Problem statement:
Restate each record exactly as it was written.

● ● ● ●

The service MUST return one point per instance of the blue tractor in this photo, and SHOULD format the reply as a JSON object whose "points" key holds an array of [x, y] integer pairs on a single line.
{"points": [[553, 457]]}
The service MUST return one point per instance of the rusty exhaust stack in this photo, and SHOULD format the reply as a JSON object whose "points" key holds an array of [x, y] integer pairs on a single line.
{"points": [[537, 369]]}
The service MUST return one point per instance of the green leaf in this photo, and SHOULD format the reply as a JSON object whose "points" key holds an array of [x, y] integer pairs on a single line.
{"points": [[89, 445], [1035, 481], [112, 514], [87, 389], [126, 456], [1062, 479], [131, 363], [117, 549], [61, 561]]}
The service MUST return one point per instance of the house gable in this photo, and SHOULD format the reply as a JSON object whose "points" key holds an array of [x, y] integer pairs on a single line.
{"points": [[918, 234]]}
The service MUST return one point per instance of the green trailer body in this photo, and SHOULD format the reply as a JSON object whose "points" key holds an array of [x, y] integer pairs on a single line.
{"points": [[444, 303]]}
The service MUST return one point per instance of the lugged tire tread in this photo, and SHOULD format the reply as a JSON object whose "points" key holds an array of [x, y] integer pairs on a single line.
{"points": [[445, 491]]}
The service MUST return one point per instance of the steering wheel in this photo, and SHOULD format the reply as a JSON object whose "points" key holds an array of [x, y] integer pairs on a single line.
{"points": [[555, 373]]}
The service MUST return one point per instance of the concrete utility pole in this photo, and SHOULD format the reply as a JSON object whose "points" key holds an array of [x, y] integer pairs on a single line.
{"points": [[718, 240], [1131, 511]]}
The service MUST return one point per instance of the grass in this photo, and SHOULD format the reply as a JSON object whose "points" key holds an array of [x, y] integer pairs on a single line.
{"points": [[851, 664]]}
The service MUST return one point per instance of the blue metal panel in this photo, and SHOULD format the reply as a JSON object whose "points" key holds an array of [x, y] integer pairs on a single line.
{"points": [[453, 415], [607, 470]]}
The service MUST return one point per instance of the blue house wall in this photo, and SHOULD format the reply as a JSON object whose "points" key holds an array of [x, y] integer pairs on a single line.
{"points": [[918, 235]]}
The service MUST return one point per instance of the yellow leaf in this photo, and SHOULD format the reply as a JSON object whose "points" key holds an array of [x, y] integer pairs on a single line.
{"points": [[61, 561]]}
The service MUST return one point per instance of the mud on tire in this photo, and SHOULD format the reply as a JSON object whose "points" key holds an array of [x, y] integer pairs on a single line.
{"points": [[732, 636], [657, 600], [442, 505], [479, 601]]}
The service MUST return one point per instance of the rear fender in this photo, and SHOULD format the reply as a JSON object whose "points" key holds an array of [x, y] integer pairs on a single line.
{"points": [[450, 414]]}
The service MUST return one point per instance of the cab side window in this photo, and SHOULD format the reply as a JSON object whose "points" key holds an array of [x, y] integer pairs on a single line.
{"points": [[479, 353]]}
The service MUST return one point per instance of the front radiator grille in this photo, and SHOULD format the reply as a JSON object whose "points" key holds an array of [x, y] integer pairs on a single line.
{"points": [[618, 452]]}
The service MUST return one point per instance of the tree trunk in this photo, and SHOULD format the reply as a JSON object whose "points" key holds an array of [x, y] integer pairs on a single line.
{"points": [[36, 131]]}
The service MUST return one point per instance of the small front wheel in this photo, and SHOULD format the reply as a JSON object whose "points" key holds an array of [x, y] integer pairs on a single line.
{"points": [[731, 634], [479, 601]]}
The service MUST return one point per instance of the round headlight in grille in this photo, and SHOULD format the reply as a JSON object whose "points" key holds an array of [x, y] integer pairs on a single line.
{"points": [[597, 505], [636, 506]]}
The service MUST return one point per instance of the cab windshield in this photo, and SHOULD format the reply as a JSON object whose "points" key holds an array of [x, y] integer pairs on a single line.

● ● ● ●

Task solution:
The service MUST return one point per instance of the blue tractor in this photo, and SHOULD format the reply as a JSON object whose "points" key holds an array of [x, y] integer pairs on a single line.
{"points": [[553, 457]]}
The service MUST return one point per instance of the rusty exhaust stack in this photo, and SHOULD format the reply as a JSON object whose "points" key holds an array of [x, y] integer pairs on a single line.
{"points": [[537, 369]]}
The service MUST return one point per instance of the green leaf in this photo, and SHOULD format the reply as a JSON object whose "points" key holds an array of [x, y] integer pairs on a single line.
{"points": [[89, 445], [1035, 481], [112, 514], [87, 389], [126, 456], [1062, 479], [131, 363], [117, 549], [61, 561]]}
The service MUST return one point per instance of the house gable in this photo, and SHOULD format the reply as a JSON object whose "points" key holds an array of [x, y] integer pairs on a single line.
{"points": [[918, 234]]}
The service MUST return one point per instance of the green trailer body in this photo, and SHOULD format the reply as a JSON object whose "points" key holds an array of [x, y] integer pairs on a single line.
{"points": [[444, 303]]}
The service MUST return one point per instance of the lugged tire tread in this photo, and SHOULD format the reply as a JSON object whose "points" key holds an array of [x, y] integer pairs on a single line.
{"points": [[445, 491]]}
The service MUST return one point per instance of the steering wheel in this photo, and SHOULD format the reply as a JSON object whose "points" key holds an array of [x, y] integer pairs on a single line.
{"points": [[555, 373]]}
The service MUST return one point per instance of the concrete utility pole in this photo, and SHOULD format the reply as a JSON object whose "points" key holds an array of [x, y] integer pairs on a single line.
{"points": [[718, 240], [1131, 511]]}
The service MUST return one point per instance of the grass in this photo, and SHOULD format the reply as a JSON object whose "points" key holds an array of [x, y] integer pairs on a single line.
{"points": [[851, 664]]}
The service MUST return one point per instance of the blue metal panel in this photo, and SHOULD format the reply as a JSON object whose "points" key holds an array of [x, y] integer pairs on a single line.
{"points": [[453, 415], [607, 470]]}
The service MUST return one point per instance of the blue house wall in this photo, and SHOULD format the reply as a JSON object whose "points" key holds an array of [x, y] integer pairs on a single line.
{"points": [[918, 235]]}
The service MUST return one point per instance of the yellow leaf in this photo, and SHOULD format the reply as a JSON object whose "points" key holds an array of [x, y] integer pairs on a single line.
{"points": [[61, 561]]}
The service MUST return one point per instance of the mud on tire in this photo, and SHOULD format the reply as a JSON object whose "points" key holds an array of [x, y] integer pairs on a single line.
{"points": [[732, 636], [657, 600], [442, 505], [479, 601]]}
The service MUST return one point per instance of the rear fender in this photo, and SHOULD format the reply as a JSON object whose "points" key holds an array of [x, y] integer pairs on a single line.
{"points": [[450, 414]]}
The service MUST return one point per instance of the cab side window in this photo, and SHOULD format the reply as a JSON object whose "points" key holds an array of [x, y] integer pairs on a single line.
{"points": [[479, 353]]}
The service MUST return one point per instance of the front radiator grille in this photo, and SHOULD format the reply as a JSON object whose "points" key holds an array of [x, y] integer pairs on a single line.
{"points": [[618, 452]]}
The service MUST return one point per instance of the tree trunk in this photo, and SHOULD format the reply as a JSON object whose "points" key holds an array of [x, y] integer pairs on a single line.
{"points": [[36, 131]]}
The service MUST return one point per instance of the small front wheel in this photo, and SHOULD format the reply as a JSON object whose "points" key holds an array of [x, y] integer pairs on a single line.
{"points": [[731, 634], [479, 601]]}
The service MUST return one point per instance of the round headlight in grille in this photo, and SHOULD format the reply as a JSON object whose "points" key holds an array of [x, y] integer pairs on a single line.
{"points": [[597, 505], [636, 506]]}
The service MUST return one point per instance of the cab windshield in this photo, and SHOULD format the reply as a JSON object whose "points" key holds an array of [x, y] integer pairs on a single line.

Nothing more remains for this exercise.